*TASK DIRECTIONS:*
Will you transcribe all the entries word for word, skipping the pictures they hold?

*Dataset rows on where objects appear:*
____________________
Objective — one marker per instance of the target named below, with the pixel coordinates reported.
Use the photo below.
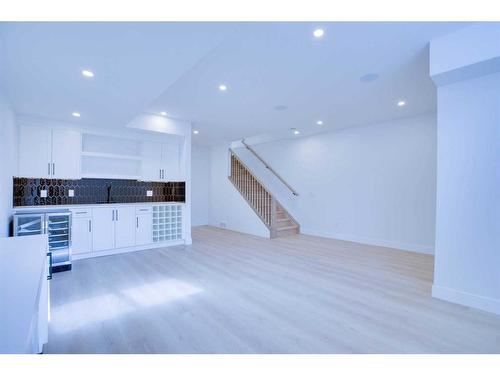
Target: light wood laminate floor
(236, 293)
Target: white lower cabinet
(124, 226)
(100, 229)
(103, 232)
(81, 235)
(143, 226)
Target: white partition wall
(466, 67)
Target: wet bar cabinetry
(70, 153)
(116, 228)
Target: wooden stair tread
(288, 227)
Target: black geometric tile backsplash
(94, 191)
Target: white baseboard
(103, 253)
(491, 305)
(417, 248)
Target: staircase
(279, 222)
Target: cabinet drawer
(141, 210)
(83, 212)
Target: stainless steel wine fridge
(57, 225)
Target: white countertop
(22, 270)
(77, 206)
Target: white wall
(200, 184)
(373, 184)
(467, 268)
(465, 65)
(8, 141)
(226, 204)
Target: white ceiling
(177, 67)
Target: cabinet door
(66, 153)
(103, 228)
(125, 226)
(34, 151)
(144, 229)
(151, 161)
(81, 235)
(171, 161)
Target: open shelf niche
(105, 156)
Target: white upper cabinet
(151, 161)
(161, 161)
(66, 153)
(49, 153)
(170, 160)
(35, 149)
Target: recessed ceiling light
(369, 77)
(87, 73)
(318, 33)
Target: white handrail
(269, 167)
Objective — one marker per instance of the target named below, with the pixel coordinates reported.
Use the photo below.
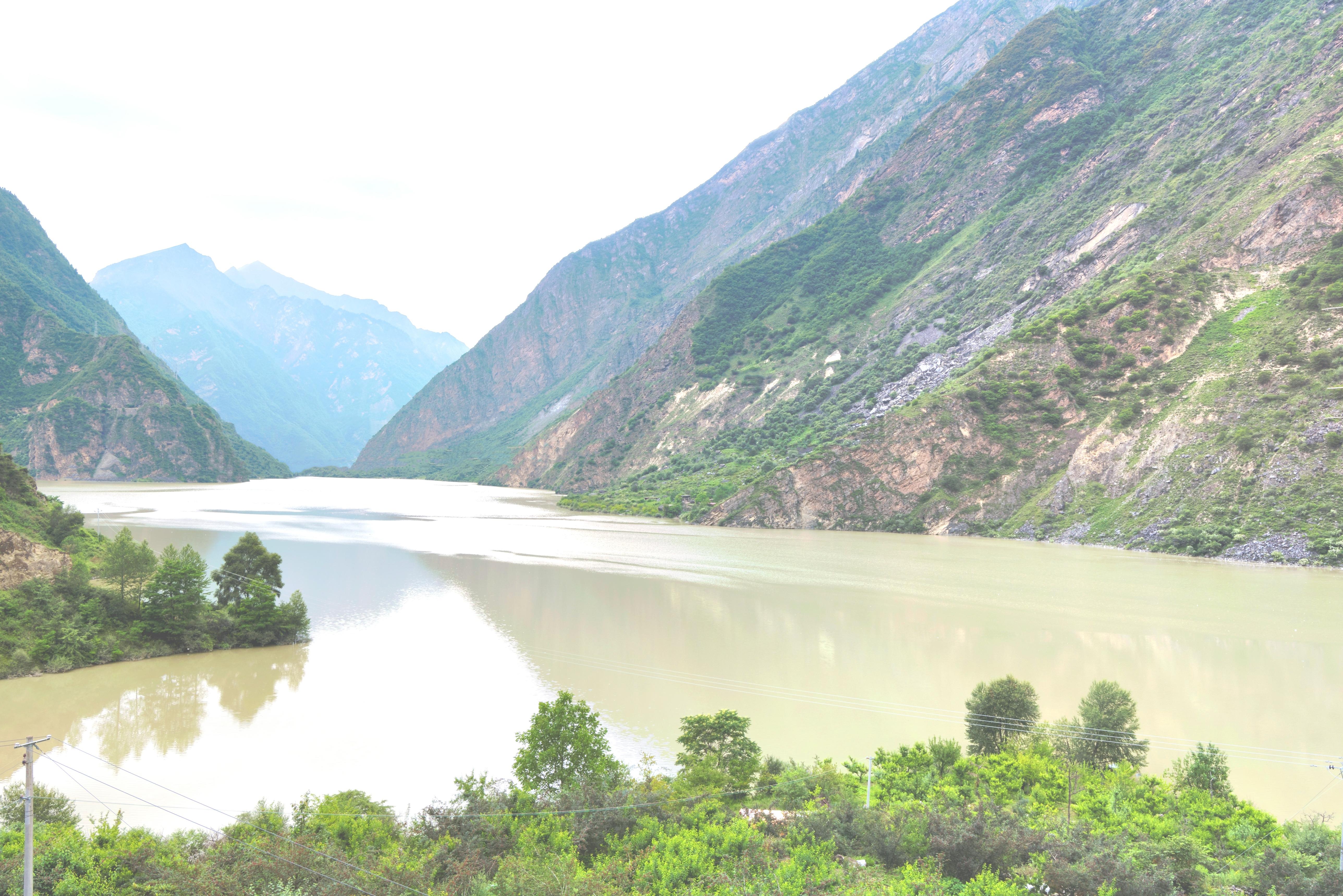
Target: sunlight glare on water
(442, 613)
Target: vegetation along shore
(70, 597)
(1024, 808)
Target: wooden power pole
(30, 756)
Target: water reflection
(160, 706)
(1225, 684)
(444, 612)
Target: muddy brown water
(442, 613)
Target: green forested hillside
(602, 307)
(1045, 809)
(80, 397)
(1071, 307)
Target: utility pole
(1070, 782)
(30, 756)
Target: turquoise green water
(442, 613)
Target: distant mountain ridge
(1092, 300)
(80, 397)
(307, 381)
(602, 307)
(444, 348)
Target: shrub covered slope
(1023, 816)
(1091, 299)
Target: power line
(318, 852)
(551, 812)
(190, 821)
(930, 714)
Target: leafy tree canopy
(49, 807)
(249, 559)
(719, 741)
(1110, 715)
(128, 565)
(998, 713)
(565, 745)
(1205, 769)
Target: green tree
(257, 616)
(128, 565)
(62, 523)
(721, 742)
(1000, 713)
(49, 807)
(292, 624)
(246, 561)
(1204, 769)
(565, 745)
(175, 597)
(1110, 718)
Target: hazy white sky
(437, 158)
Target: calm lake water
(442, 613)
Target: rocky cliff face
(1092, 299)
(304, 379)
(93, 403)
(601, 308)
(22, 559)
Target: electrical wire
(555, 812)
(78, 782)
(1227, 863)
(295, 843)
(931, 714)
(190, 821)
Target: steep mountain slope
(1092, 299)
(306, 381)
(80, 397)
(441, 348)
(601, 308)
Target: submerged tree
(1108, 718)
(62, 523)
(719, 742)
(128, 565)
(1204, 769)
(175, 597)
(260, 621)
(249, 561)
(50, 807)
(1000, 713)
(565, 745)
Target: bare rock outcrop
(22, 559)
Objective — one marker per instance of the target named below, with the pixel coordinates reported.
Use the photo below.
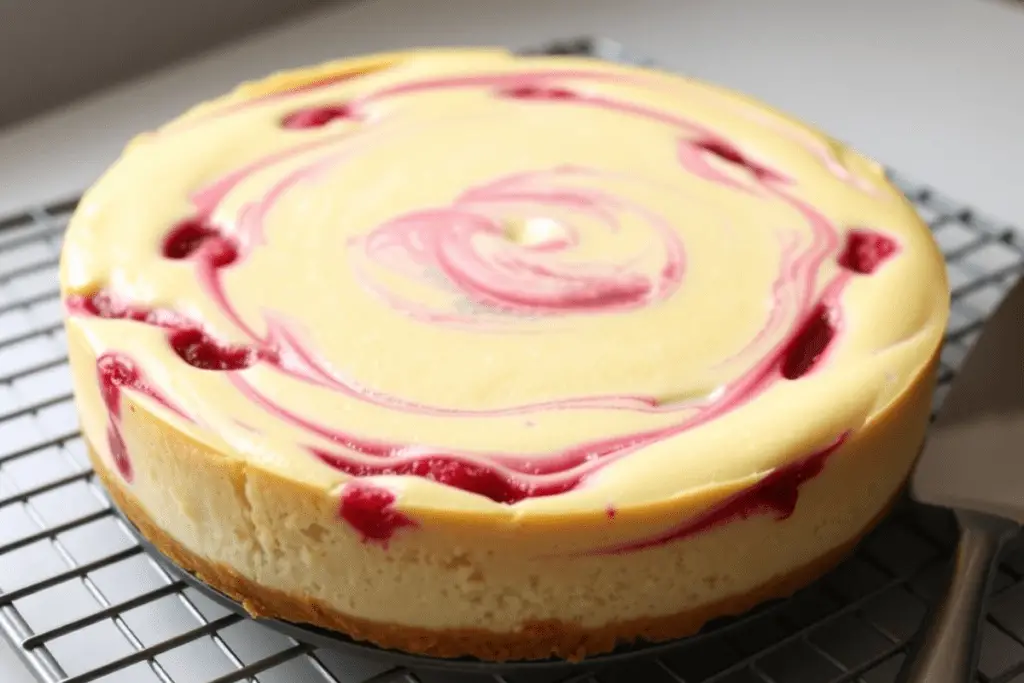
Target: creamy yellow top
(557, 283)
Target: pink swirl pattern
(467, 248)
(480, 247)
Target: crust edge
(538, 640)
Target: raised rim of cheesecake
(556, 352)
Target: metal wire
(81, 602)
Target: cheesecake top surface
(501, 284)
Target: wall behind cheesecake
(53, 51)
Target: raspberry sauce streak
(775, 495)
(466, 245)
(116, 374)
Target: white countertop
(933, 88)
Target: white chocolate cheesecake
(467, 353)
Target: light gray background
(54, 50)
(932, 87)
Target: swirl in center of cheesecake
(528, 250)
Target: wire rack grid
(81, 601)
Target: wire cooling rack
(81, 601)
____________________
*FULL OUTPUT:*
Objective — one marker per instance of the target named below, with the pixel coordinates reported.
Use the photo below.
Target: light wood laminate floor
(236, 293)
Target: white lower cabinet
(124, 226)
(100, 229)
(103, 232)
(81, 235)
(143, 226)
Target: white partition wall
(466, 67)
Target: wet bar cabinetry
(70, 153)
(116, 228)
Target: wooden stair tread
(288, 227)
Target: black geometric tile backsplash
(94, 191)
Target: white baseboard
(103, 253)
(491, 305)
(417, 248)
Target: staircase
(279, 222)
Target: cabinet drawer
(141, 210)
(83, 212)
Target: stainless steel wine fridge
(57, 225)
Target: white countertop
(22, 270)
(77, 206)
Target: white wall
(200, 184)
(373, 184)
(467, 268)
(465, 65)
(8, 141)
(226, 204)
Target: white ceiling
(177, 67)
Target: cabinet door
(66, 153)
(103, 228)
(125, 226)
(34, 151)
(144, 229)
(151, 161)
(81, 235)
(171, 161)
Target: open shelf niche
(105, 156)
Target: white upper cabinet
(151, 161)
(161, 161)
(66, 153)
(49, 153)
(170, 160)
(35, 149)
Target: recessed ceiling light
(369, 77)
(87, 73)
(318, 33)
Target: white handrail
(269, 167)
Objective — one marker per instance of the target named below, with the pixel coordinates reported.
Use the photo below.
Target: sunlight glare on water
(442, 613)
Target: vegetation along shore
(70, 597)
(1024, 808)
Target: wooden power pole
(30, 756)
Target: water reflection
(160, 706)
(1225, 684)
(444, 612)
Target: muddy brown water
(442, 613)
Target: green forested hillside
(602, 307)
(1045, 809)
(80, 397)
(1071, 307)
Target: utility pole
(1070, 782)
(30, 756)
Target: turquoise green water
(442, 613)
Target: distant mountain ridge
(1092, 300)
(80, 397)
(307, 381)
(602, 307)
(444, 348)
Target: shrub covered slope
(1023, 816)
(1091, 299)
Target: power line
(318, 852)
(551, 812)
(190, 821)
(930, 714)
Target: leafy tree canopy
(49, 807)
(249, 559)
(719, 741)
(1110, 715)
(128, 565)
(998, 713)
(565, 745)
(1205, 769)
Target: green tree
(257, 616)
(128, 565)
(62, 523)
(721, 742)
(1000, 713)
(49, 807)
(292, 624)
(246, 561)
(1204, 769)
(565, 745)
(175, 597)
(1110, 718)
Target: hazy white sky
(437, 158)
Target: calm lake water
(442, 613)
Target: rocky cliff face
(1092, 299)
(304, 379)
(93, 403)
(601, 308)
(22, 559)
Target: electrical wire
(555, 812)
(78, 782)
(1227, 863)
(295, 843)
(931, 714)
(190, 821)
Target: steep mountain slope
(1092, 299)
(306, 381)
(80, 397)
(441, 348)
(601, 308)
Target: submerged tree
(1108, 718)
(62, 523)
(719, 742)
(128, 565)
(1204, 769)
(175, 597)
(260, 621)
(249, 561)
(50, 807)
(1000, 713)
(565, 745)
Target: bare rock outcrop
(22, 559)
Objective — one marker per instance of the target named below, with the pixel coordinates reported.
Use the photo below.
Target: creamy yellow top
(557, 283)
Target: pink swirl pattern
(467, 248)
(480, 247)
Target: crust edge
(538, 640)
Target: raised rim of cheesecake
(556, 352)
Target: metal wire
(81, 602)
Target: cheesecake top surface
(501, 284)
Target: wall behind cheesecake
(53, 51)
Target: raspberry sauce streak
(775, 495)
(466, 245)
(116, 374)
Target: white countertop
(933, 88)
Target: white chocolate cheesecake
(467, 353)
Target: light gray background
(54, 50)
(932, 87)
Target: swirl in center of cheesecake
(528, 250)
Target: wire rack grid
(81, 601)
Target: wire cooling rack
(81, 601)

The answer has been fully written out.